Aim: Find "target | person wearing backpack" in the records that follow; print that line and each subsequent line through the last one, verbatim and with nothing added.

A block of data:
[START]
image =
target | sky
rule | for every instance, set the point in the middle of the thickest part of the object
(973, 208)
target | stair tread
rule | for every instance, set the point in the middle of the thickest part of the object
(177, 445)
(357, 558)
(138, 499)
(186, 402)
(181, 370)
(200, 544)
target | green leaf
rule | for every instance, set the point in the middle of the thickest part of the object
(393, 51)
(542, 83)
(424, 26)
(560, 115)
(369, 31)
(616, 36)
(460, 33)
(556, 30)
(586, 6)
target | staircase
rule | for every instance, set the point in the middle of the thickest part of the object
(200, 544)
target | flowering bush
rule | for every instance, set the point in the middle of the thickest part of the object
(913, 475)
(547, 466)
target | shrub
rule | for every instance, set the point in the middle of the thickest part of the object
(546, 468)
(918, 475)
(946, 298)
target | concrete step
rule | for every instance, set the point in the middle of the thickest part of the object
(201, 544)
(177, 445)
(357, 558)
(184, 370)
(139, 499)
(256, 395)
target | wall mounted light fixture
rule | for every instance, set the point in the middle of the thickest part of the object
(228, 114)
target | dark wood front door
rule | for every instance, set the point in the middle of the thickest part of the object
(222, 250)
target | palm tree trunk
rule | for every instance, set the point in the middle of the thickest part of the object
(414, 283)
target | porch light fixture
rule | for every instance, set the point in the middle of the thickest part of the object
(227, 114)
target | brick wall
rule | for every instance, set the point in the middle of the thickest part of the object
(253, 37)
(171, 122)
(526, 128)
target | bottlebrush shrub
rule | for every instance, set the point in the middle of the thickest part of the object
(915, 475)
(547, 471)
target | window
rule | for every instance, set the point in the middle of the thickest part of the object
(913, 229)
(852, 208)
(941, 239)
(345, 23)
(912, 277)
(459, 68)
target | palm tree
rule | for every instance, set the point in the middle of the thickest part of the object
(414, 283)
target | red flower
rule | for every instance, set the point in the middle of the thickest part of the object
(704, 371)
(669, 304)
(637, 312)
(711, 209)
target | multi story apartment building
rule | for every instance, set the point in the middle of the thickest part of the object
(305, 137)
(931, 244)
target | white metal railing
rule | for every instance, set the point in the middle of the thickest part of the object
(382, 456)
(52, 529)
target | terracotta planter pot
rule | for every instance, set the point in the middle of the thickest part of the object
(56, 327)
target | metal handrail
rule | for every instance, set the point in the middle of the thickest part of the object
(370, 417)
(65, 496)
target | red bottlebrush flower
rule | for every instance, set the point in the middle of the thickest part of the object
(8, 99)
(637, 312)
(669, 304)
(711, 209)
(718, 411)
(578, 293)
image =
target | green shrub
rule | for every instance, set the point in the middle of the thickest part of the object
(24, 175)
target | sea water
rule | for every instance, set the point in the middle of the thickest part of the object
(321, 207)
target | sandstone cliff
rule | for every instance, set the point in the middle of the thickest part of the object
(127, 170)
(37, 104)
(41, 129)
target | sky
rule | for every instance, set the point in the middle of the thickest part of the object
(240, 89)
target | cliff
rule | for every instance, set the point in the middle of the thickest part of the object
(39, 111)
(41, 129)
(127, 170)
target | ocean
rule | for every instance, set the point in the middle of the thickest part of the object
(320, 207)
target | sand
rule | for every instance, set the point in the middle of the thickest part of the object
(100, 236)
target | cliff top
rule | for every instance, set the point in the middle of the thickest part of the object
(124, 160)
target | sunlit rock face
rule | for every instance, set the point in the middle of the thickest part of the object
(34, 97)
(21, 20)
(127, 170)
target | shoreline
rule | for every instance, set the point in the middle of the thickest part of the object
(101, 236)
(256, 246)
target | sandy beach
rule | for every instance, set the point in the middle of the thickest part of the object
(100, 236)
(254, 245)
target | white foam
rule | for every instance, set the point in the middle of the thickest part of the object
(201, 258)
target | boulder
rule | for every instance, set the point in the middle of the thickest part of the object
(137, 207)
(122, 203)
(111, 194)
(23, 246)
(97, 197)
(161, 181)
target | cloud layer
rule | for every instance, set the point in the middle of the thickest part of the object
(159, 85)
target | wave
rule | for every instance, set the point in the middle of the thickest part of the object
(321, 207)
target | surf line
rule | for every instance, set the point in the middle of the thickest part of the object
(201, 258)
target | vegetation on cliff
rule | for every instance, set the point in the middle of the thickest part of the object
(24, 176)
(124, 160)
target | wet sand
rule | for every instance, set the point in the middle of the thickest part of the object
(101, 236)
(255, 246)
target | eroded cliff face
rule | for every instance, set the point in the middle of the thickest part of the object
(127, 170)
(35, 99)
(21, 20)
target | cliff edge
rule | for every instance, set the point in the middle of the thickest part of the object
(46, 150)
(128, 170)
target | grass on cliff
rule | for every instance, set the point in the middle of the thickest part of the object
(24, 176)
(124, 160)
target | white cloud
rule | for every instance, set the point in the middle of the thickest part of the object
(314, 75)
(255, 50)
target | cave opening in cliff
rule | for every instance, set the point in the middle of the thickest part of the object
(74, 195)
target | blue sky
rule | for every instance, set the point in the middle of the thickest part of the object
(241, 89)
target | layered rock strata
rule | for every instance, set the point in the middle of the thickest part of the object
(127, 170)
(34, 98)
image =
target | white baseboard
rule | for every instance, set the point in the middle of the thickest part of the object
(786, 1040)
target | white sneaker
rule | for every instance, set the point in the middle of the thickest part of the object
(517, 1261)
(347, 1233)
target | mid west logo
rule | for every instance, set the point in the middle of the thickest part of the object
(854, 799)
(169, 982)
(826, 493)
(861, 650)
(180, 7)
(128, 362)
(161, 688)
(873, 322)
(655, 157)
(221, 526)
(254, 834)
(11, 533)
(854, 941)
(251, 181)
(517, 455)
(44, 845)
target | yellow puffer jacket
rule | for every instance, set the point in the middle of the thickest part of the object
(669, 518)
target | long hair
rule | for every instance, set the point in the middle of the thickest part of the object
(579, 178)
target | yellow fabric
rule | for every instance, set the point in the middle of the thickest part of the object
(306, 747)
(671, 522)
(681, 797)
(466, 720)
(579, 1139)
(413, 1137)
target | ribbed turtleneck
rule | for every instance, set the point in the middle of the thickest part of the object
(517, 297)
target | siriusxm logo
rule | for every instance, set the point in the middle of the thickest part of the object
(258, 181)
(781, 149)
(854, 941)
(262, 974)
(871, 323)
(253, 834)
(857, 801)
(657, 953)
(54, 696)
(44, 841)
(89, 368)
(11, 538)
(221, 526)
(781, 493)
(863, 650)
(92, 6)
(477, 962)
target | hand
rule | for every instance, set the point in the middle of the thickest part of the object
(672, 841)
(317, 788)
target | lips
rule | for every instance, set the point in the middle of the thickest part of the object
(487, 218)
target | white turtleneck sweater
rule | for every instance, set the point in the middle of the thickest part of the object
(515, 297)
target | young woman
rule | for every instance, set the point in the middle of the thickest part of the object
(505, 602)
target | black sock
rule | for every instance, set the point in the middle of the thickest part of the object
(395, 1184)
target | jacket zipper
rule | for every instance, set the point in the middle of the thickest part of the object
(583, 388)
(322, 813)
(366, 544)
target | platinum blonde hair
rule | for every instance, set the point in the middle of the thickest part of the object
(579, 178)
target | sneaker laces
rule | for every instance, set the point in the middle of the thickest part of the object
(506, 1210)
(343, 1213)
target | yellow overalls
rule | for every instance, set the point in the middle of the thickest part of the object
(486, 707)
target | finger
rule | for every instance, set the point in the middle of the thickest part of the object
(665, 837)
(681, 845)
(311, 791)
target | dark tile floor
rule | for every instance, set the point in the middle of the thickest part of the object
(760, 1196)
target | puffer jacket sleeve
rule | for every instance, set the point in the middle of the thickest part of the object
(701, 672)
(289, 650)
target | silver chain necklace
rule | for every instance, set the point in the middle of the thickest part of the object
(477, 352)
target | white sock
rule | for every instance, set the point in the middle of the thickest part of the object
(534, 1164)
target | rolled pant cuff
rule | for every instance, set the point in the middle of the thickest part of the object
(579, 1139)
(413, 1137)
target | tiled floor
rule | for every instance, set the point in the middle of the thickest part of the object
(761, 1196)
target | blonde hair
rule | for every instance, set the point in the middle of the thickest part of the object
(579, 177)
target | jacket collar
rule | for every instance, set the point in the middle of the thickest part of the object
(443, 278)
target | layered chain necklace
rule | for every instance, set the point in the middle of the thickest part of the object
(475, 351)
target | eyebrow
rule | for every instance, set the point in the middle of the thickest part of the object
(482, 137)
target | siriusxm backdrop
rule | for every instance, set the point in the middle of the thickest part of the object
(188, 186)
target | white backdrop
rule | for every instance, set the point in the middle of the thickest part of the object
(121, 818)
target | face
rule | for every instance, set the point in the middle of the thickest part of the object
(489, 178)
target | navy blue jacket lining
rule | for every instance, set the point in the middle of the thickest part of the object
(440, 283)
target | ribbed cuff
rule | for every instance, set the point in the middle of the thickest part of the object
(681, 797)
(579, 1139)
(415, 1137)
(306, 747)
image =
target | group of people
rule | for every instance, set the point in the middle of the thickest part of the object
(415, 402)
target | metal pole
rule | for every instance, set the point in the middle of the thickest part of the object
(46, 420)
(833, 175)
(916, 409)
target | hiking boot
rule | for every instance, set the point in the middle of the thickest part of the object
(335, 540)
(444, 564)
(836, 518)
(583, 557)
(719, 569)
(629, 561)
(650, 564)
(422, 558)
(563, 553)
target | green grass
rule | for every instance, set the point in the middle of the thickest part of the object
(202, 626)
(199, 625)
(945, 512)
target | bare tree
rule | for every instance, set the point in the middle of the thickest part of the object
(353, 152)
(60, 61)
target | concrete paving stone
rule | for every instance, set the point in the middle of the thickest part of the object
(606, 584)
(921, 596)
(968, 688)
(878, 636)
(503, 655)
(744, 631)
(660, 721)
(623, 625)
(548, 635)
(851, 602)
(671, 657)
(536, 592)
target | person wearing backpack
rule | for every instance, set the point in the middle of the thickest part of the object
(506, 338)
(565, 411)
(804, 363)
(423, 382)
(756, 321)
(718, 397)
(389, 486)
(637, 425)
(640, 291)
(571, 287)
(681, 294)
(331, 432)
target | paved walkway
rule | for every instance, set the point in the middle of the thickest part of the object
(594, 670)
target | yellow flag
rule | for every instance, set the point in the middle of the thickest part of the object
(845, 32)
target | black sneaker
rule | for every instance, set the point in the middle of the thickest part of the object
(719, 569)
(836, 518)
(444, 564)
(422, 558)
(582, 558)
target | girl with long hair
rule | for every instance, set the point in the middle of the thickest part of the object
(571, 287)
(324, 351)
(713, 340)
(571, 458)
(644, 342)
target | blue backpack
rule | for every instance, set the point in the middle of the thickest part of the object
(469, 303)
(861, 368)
[END]
Solution for this task:
target | person wearing backpack
rule | for every instance, set the point in the middle of the thickest part of the object
(506, 338)
(565, 411)
(804, 363)
(423, 382)
(756, 321)
(718, 397)
(389, 486)
(637, 425)
(640, 291)
(571, 287)
(681, 294)
(331, 432)
target | paved walkway
rule | for every instance, set the point in the middle of the thickest part of the object
(594, 670)
target | yellow flag
rule | for every instance, set the point in the middle of the thickest part of the object
(845, 32)
target | black sneaker
rule | for every instance, set the point in the middle of the thickest part of the object
(719, 569)
(836, 518)
(444, 564)
(422, 558)
(582, 558)
target | girl with long hair
rule | for every instance, set the point in the middle of the thickest part of the object
(571, 287)
(324, 351)
(713, 340)
(571, 458)
(644, 342)
target | blue backpack
rule | for every instance, set the point in the middle of the thickest part of the object
(469, 303)
(861, 368)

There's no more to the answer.